> [Aim of the exercise]:
Every line below should be repeated exactly.

(Items from a dataset)

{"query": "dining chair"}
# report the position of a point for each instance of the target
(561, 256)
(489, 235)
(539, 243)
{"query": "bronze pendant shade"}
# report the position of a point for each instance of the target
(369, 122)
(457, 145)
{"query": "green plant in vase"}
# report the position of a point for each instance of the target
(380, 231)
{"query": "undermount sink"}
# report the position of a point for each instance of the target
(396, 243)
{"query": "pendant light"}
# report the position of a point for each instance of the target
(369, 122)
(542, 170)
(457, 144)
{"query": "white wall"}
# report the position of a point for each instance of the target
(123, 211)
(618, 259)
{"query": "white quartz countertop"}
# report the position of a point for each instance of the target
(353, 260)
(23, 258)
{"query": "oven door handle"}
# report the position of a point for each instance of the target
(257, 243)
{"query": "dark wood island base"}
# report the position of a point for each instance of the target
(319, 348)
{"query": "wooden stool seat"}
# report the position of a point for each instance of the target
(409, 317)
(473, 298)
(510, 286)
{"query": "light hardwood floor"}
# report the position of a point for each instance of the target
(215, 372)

> [Answer to this exercise]:
{"query": "dining chair"}
# report the position of a point for each instance of the target
(561, 256)
(489, 235)
(539, 243)
{"query": "bronze pendant shade"}
# report the position of a point for each instance of the target
(369, 122)
(457, 145)
{"query": "green plant in vase"}
# report the position of a point for each instance of the target
(380, 231)
{"query": "undermount sink"}
# report the position of a point for each instance of the target
(396, 243)
{"query": "pendant light"}
# report the position of a point for each instance of the target
(369, 122)
(542, 170)
(457, 144)
{"query": "white wall"}
# report the position of a point for each instance of the target
(123, 211)
(618, 259)
{"query": "white quartz countertop"}
# report the position of a point for each instance of the target
(353, 260)
(23, 258)
{"query": "oven door handle"}
# report the position of a point for each instance of the target
(257, 243)
{"query": "dark wood island base"}
# report the position of a point for each instance of the target
(319, 348)
{"query": "wooden stool seat"}
# report the position of a point for each instance of the target
(409, 317)
(473, 298)
(510, 286)
{"query": "light hardwood floor"}
# report the position of a point for each instance of the target
(215, 372)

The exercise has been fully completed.